§ CHALLENGE
From the line containing "232, row 289." down to the last line of the records below, copy every line exactly. Leave out everything before it.

=== EXERCISE DATA ===

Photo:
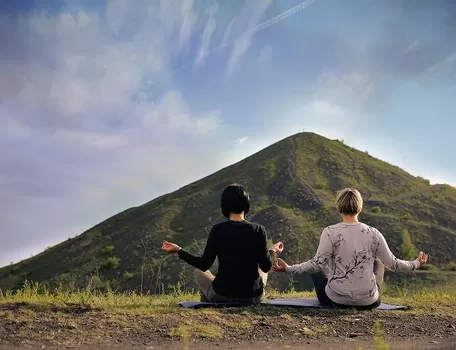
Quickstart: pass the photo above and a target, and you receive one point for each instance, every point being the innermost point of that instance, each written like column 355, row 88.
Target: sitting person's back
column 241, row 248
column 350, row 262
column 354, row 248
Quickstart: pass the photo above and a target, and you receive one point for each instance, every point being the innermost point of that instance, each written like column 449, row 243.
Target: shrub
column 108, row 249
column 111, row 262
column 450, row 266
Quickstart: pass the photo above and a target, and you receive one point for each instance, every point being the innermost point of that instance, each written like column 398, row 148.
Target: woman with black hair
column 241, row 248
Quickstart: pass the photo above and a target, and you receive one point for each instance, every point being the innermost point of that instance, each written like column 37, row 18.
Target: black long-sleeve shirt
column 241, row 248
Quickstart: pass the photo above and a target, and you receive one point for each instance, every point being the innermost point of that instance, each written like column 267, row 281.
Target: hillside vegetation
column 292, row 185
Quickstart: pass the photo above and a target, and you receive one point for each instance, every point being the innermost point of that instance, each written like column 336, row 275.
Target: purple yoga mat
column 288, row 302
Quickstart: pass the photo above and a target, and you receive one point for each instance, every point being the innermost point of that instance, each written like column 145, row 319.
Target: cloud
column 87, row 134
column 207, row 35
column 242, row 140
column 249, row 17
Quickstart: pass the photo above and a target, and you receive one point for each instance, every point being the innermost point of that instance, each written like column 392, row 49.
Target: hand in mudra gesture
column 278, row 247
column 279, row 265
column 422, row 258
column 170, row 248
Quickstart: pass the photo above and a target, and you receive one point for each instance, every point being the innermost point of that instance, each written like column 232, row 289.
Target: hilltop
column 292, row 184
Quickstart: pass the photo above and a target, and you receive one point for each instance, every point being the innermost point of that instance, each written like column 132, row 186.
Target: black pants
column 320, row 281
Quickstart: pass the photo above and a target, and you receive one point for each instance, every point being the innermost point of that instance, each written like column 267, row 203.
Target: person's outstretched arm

===

§ WRITTEN REPLY
Quickstart: pass the photo above and a target, and you receive one point for each instance, every point being the innermost point of that instance, each written like column 232, row 289.
Target: hilltop
column 292, row 184
Quickstart: pass the photo above and a target, and you receive one point for each instance, every point being the innermost point of that instance, each written like column 132, row 186.
Target: black pants
column 320, row 281
Quickstart: pass the photo above and a target, and you receive one point for each instance, every point being the innermost point of that instance, each written like column 267, row 203.
Target: person's outstretched arm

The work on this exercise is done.